▶ **SUPPLIED INFORMATION**:

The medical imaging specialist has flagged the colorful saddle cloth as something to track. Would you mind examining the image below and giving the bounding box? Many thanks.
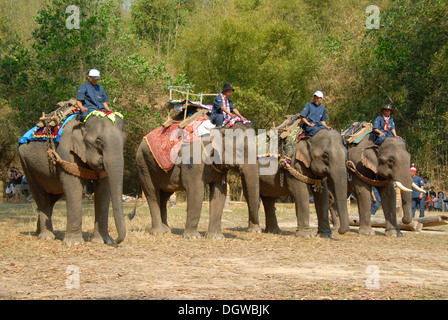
[19,110,78,144]
[143,117,208,172]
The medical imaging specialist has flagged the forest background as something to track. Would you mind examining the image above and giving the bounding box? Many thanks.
[0,0,448,194]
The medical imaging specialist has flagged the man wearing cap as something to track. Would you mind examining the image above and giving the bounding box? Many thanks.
[410,164,425,218]
[373,104,400,145]
[210,82,246,127]
[300,91,331,137]
[76,69,112,121]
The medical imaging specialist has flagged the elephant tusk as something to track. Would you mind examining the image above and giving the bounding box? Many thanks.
[395,181,412,192]
[412,182,426,193]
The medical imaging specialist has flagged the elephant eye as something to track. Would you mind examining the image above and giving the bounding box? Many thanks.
[322,153,330,164]
[95,138,103,149]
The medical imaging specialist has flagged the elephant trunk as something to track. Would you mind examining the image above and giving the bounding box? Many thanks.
[330,170,350,234]
[104,149,126,244]
[240,164,260,228]
[395,175,413,224]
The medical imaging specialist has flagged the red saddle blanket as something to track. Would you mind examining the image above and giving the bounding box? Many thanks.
[143,117,208,172]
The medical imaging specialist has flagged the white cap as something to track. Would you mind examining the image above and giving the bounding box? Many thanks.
[314,91,324,98]
[89,69,100,78]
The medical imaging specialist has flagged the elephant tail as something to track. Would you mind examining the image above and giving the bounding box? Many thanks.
[128,184,142,220]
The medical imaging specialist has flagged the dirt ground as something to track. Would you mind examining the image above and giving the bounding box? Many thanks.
[0,201,448,300]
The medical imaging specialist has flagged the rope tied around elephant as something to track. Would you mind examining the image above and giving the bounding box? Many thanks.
[346,160,390,187]
[279,158,327,192]
[47,149,107,180]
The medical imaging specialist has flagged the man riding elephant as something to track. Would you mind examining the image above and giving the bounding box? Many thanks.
[210,82,246,127]
[300,91,331,137]
[76,69,112,121]
[373,104,400,146]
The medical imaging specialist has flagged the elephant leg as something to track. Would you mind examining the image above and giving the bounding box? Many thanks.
[34,193,60,240]
[355,185,375,236]
[379,184,403,237]
[160,190,174,226]
[143,176,171,234]
[288,181,314,238]
[183,175,205,239]
[92,178,115,244]
[206,180,227,239]
[61,174,84,246]
[241,178,262,233]
[314,185,333,238]
[330,202,341,230]
[261,196,282,234]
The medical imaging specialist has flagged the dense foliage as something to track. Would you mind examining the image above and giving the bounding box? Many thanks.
[0,0,448,193]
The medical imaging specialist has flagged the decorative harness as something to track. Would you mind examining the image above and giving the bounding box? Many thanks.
[278,158,327,192]
[346,160,390,187]
[220,93,230,120]
[47,110,123,180]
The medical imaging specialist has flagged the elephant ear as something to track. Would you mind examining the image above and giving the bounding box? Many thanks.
[296,138,311,168]
[361,145,378,174]
[71,123,86,162]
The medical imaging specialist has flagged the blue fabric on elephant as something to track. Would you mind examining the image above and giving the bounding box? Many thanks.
[210,93,235,127]
[76,82,109,121]
[300,102,328,137]
[372,115,395,145]
[19,113,78,144]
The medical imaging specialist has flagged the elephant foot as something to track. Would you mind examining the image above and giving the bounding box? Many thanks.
[205,231,224,240]
[317,232,333,239]
[63,234,84,247]
[92,233,115,245]
[333,220,341,230]
[183,230,202,239]
[385,227,403,237]
[37,230,55,240]
[358,227,375,236]
[265,226,282,234]
[149,224,171,234]
[296,227,315,239]
[247,222,262,233]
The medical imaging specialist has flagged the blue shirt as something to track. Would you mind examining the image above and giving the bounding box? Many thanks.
[76,82,109,113]
[300,102,327,126]
[412,176,425,199]
[212,93,235,115]
[373,115,395,136]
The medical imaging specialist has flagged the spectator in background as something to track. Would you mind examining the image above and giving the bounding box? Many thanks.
[425,194,436,211]
[423,177,431,197]
[22,175,32,203]
[434,191,446,211]
[370,187,381,216]
[410,164,426,218]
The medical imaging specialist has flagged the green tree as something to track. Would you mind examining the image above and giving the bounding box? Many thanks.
[174,0,319,127]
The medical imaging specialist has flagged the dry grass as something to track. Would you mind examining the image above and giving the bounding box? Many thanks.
[0,202,448,300]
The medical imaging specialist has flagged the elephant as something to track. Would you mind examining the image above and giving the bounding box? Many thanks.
[18,113,126,246]
[331,134,424,237]
[260,130,349,238]
[136,122,261,239]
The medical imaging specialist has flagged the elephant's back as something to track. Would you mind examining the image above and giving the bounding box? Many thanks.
[18,141,62,194]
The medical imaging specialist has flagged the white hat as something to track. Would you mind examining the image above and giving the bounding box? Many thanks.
[89,69,100,79]
[314,91,324,98]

▶ **GOAL OF THE EXERCISE**: Rescale the entries from the very start through the line containing "[0,201,448,300]", both ends included. Write them all out again with the requests, multiplying every bounding-box coordinate in the answers by 2.4 and rounding to a whole number (halves round up), and leave out the pictures.

▶ **TASK RESPONSE**:
The medical imaging specialist has flagged the colorful saddle cloth as something to track. Would you mind examining the image below and giving the bounding box? Many thanks.
[46,264,187,346]
[343,281,499,413]
The medical imaging specialist has flagged the forest background as something to track. Would you mind examining the image above and giving the bounding box? Many thanks.
[0,0,1075,466]
The medical imaging specialist has flagged the man wearing cap as something to track. Would you mind examining the image above and giving the bounding box? Many thanks.
[984,394,1020,523]
[895,250,960,348]
[504,197,590,305]
[720,218,794,329]
[182,166,269,290]
The medical imaging specialist has flagged the elephant tusk as something to track. Would you mind examining the image above and giving the bounding box? Many thanks.
[948,434,989,461]
[989,437,1022,463]
The medical imaging specialist has flagged the elephant eye as something to track. Would you mind examining the image above and giving the bounding box? Many thanks.
[773,367,792,394]
[228,331,247,358]
The medical imaging specialist has flagged the elephant trunk as something to track. Would you mind examining the image above and giving the bounding box? Many thanks.
[792,408,840,562]
[250,358,302,586]
[576,394,624,547]
[948,420,991,538]
The medical imaging specialist has flagged the red saddle blanket as something to track. Would you mind examining the image above and giving the bounding box? Many thanks.
[343,281,499,413]
The medical imaging specialist has flagged the white cap as something to track. Would you mind examining the image above and giving the bounding box? Many thanks.
[754,218,778,235]
[214,166,240,187]
The medical imaging specialist has flagged the elephant tail as something to track. Would you mind examining the image above and giving the bounding box? Many thanks.
[307,442,341,528]
The medical imaging specialist has flagged the dirt ground as something to track. Would you mind examining the image above and giving the bounding box? Many thanks.
[0,482,1075,720]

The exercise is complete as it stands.